→ **Exercise instructions**: Wherever pictures occur in the entries below, leave them out and retype the rest exactly.

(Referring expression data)
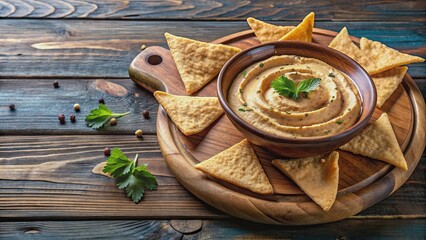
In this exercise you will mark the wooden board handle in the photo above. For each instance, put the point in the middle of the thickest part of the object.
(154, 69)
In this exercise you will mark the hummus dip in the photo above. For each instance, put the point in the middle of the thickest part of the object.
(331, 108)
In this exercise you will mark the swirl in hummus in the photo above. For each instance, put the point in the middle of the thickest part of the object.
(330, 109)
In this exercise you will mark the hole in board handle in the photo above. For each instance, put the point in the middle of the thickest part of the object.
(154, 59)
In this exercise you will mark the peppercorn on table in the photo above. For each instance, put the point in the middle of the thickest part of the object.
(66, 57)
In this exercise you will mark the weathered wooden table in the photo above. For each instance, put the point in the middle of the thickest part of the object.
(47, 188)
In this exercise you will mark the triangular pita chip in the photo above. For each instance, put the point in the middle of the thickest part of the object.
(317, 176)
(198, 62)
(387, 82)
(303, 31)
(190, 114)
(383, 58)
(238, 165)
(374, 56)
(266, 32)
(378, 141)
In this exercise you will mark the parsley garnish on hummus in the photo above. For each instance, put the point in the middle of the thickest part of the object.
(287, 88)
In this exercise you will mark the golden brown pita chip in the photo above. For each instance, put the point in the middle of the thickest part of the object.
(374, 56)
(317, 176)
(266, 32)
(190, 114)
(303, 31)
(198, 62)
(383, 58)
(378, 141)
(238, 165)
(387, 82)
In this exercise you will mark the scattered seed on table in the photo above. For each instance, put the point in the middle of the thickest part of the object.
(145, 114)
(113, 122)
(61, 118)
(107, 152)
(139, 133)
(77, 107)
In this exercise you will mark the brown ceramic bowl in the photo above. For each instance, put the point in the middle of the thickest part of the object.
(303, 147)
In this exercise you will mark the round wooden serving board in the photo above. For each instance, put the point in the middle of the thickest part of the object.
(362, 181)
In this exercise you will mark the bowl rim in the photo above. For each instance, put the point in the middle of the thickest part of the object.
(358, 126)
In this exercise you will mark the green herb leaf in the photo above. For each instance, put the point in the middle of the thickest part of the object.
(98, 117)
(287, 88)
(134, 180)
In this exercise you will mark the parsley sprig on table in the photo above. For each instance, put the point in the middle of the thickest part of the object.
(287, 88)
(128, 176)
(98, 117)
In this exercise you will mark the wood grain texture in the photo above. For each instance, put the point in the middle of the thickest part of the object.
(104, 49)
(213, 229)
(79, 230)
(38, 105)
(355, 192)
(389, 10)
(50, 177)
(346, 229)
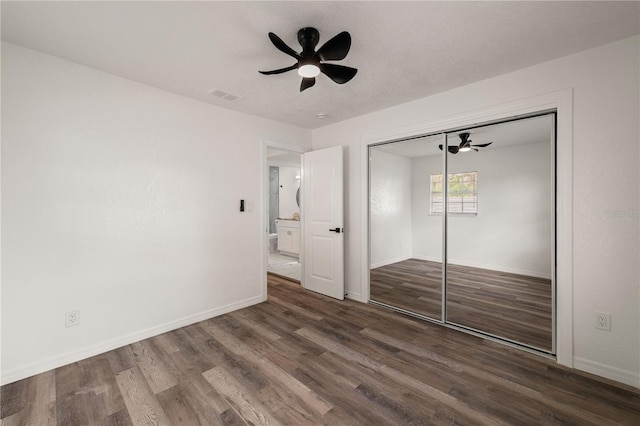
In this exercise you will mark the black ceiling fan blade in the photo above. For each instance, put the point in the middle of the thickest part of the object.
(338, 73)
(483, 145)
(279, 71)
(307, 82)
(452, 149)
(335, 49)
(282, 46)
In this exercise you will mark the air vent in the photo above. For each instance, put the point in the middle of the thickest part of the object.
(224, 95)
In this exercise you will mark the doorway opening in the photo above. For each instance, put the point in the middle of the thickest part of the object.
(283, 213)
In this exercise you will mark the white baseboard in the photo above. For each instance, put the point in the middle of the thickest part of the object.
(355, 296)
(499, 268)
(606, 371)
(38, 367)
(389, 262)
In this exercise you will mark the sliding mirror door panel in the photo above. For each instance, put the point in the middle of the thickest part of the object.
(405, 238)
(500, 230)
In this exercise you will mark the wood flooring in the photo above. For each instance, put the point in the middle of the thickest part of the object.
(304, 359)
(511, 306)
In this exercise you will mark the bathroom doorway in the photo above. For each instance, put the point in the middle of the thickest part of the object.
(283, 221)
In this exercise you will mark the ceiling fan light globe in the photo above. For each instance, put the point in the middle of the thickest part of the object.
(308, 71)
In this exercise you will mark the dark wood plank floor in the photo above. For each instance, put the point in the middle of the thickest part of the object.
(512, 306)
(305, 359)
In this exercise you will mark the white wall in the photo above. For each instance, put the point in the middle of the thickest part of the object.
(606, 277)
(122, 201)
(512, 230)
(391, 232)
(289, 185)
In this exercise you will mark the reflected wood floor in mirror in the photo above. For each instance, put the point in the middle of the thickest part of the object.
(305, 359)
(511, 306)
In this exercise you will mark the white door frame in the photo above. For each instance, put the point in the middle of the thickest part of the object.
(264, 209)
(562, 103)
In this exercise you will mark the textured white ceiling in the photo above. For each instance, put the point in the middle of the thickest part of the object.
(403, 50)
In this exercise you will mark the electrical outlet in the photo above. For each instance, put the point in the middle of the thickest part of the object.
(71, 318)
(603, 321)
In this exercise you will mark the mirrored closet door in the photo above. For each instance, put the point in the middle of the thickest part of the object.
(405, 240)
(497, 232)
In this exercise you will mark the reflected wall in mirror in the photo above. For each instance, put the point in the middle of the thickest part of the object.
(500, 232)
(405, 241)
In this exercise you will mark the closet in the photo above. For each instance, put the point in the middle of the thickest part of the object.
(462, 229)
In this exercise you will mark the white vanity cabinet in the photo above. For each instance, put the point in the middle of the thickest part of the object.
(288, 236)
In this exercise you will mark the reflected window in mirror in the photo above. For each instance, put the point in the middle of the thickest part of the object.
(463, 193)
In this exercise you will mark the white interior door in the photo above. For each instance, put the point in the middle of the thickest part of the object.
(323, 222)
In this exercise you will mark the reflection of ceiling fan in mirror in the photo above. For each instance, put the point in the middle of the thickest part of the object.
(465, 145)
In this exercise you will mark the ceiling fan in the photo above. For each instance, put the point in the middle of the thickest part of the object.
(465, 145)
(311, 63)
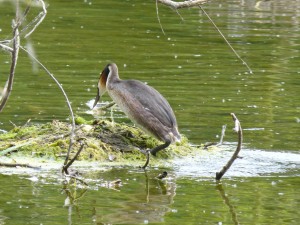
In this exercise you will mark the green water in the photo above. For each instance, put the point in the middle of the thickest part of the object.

→ **Problem solution**:
In this exercise you will mark the wooden board handle in the photo above. For each instance, put the point in the middle of the thickest part of the object.
(154, 69)
In this exercise you will mark the hummus dip in the photo above. For each instance, put the point in the middle of the thickest part of the object.
(331, 108)
In this exercise you will mark the swirl in hummus in the photo above. For each instance, put the point in the middle of the thickest part of the object.
(330, 109)
In this exercise you will mark the hole in board handle in the photo above. For each instance, put the point in the middle of the thickest part of the object.
(154, 59)
In this exercise you will mark the peppercorn on table in the photo above. For each instance, put the point in the middle of the thickest part of the object.
(66, 57)
In this exercise you will mark the weathered wooden table in the photo above. For each instance, put the point in the middle of the thickest part of the object.
(47, 188)
In this exercise you will mark the triangular pita chip in the photo above. For each instance, put the point in the middle of the thickest part of the object.
(317, 176)
(198, 62)
(387, 82)
(303, 31)
(190, 114)
(383, 58)
(238, 165)
(374, 56)
(266, 32)
(378, 141)
In this exercise you will mark the parsley garnish on hummus in the photo above. For each instance, put the point in the middle of the thickest part of the object.
(287, 88)
In this exercise you will mark the golden brown pita chip in the photo above. For each instance, put the point in the middle of the thickest part of the object.
(374, 56)
(317, 176)
(266, 32)
(190, 114)
(303, 31)
(198, 62)
(383, 58)
(378, 141)
(238, 165)
(387, 82)
In this exercise you will mark the scattered seed on table in the photo above. For each instance, put the point in the middle of the thickest part of the object.
(145, 114)
(113, 122)
(61, 118)
(107, 152)
(139, 133)
(77, 107)
In this exercise you will mark the brown ceramic bowl in the photo above. For each instance, put the point in the middle of the thickest part of the object.
(303, 147)
In this exercise you will mark the round wooden serving board in the photo above. For each instance, put the point in the middle of the thickest part of the object.
(362, 181)
In this exercise you will mark the bowl rim in the photo above. For each instance, put the point in the middle of the thickest part of the object.
(358, 126)
In this exercise you will mark the green herb leaf in the photo above. For each instance, put the point in the middle of the thickest part of the object.
(98, 117)
(287, 88)
(134, 180)
In this exercise you will mark the parsley sprig on table in the photo above. For each instance, put the point in the middle of the thickest part of the object.
(287, 88)
(128, 176)
(98, 117)
In this exercise you will mark the wood grain texture in the photo above. For each instance, put the point in the middle of the thickest part of the object.
(104, 49)
(213, 229)
(79, 230)
(38, 105)
(355, 192)
(389, 10)
(50, 177)
(346, 229)
In this exercise you will mark the black ceiling fan blade in the photo above. For each instance, put the point in the middle of the thickest part of the object.
(338, 73)
(483, 145)
(279, 71)
(307, 82)
(452, 149)
(335, 49)
(282, 46)
In this exercise you will mark the air vent in the photo above. For each instance, put the point in the middle of the thickest part of the object.
(224, 95)
In this exercise you will mark the doorway opening in the photo above. For each instance, put the point in the middle of the thickest part of the object.
(283, 213)
In this exercise you will mark the white baseboard in the photo above. For each instance, put the point in the middle of the thickest part of the object.
(355, 296)
(499, 268)
(606, 371)
(38, 367)
(389, 262)
In this exercise you will mark the sliding mirror door panel in the photo above. For each instance, put the point in the middle of the thickest part of the object.
(405, 238)
(500, 230)
In this exercise you will mark the wood flooring in the photo above. For each instance, put the point in the middle of the thickest part of the object.
(304, 359)
(511, 306)
In this exercise you will mark the bathroom doorway in the photo above. For each instance, put the point in the middle of the thickest part of the object.
(283, 221)
In this exercise you will mark the ceiling fan light globe in the photo above. For each instance, put the point in the middle of the thickest part of the object.
(308, 71)
In this exercise you will mark the dark wood plank floor in the photo above. For each instance, put the point in the middle of the thickest part of the object.
(512, 306)
(305, 359)
In this exercise you will mark the white wall in the photo above. For each instance, put the point in the middle of the thickest part of the object.
(606, 277)
(122, 201)
(512, 230)
(391, 232)
(289, 185)
In this exercise you will mark the reflected wood floor in mirror in the photo above. For each instance, put the point in the middle of the thickest part of the object.
(305, 359)
(511, 306)
In this exercise you will mark the white door frame in the photo above. For each instance, put the point in the middle of the thickest part of the object.
(264, 209)
(562, 103)
In this exercise you will mark the textured white ceiling in the photo above. For each instance, put the point in the middle of the thickest part of the object.
(403, 50)
In this exercise you will mark the electrical outlet in the photo above. For each instance, put the point in the middle of the thickest part of the object.
(71, 318)
(603, 321)
In this exercise you will mark the mirrored closet door in the photo above. For each instance, put the point in the middle of the thickest part of the object.
(405, 240)
(497, 232)
In this exercise you will mark the reflected wall in mirror in the photo above. For each instance, put the point in the middle of the thickest part of the object.
(500, 232)
(405, 241)
In this exercise you will mark the closet in the photo above. For each instance, put the point in the middle of the thickest part of the object.
(462, 229)
In this exercise you will mark the white vanity cabinet in the photo above. For each instance, put the point in the middle of the thickest part of the object.
(288, 236)
In this exercise you will mark the reflected window in mirror in the photo above. For each instance, put the point in the middle of the thickest part of the object.
(463, 193)
In this exercise you will mark the white interior door in the photo above. For each instance, put the point in the middle of the thickest part of the object.
(323, 222)
In this exercise you will mark the reflection of ceiling fan in mirror in the photo above. For each instance, put the point in the middle of the thickest part of the object.
(465, 145)
In this exercise you will mark the ceiling fan in the photo above. For each instance, put the point in the middle of the thickest part of the object.
(465, 145)
(311, 63)
In this exercise you will mark the green water in the photo above. For each instance, put the point in the middle of the thickest part of the object.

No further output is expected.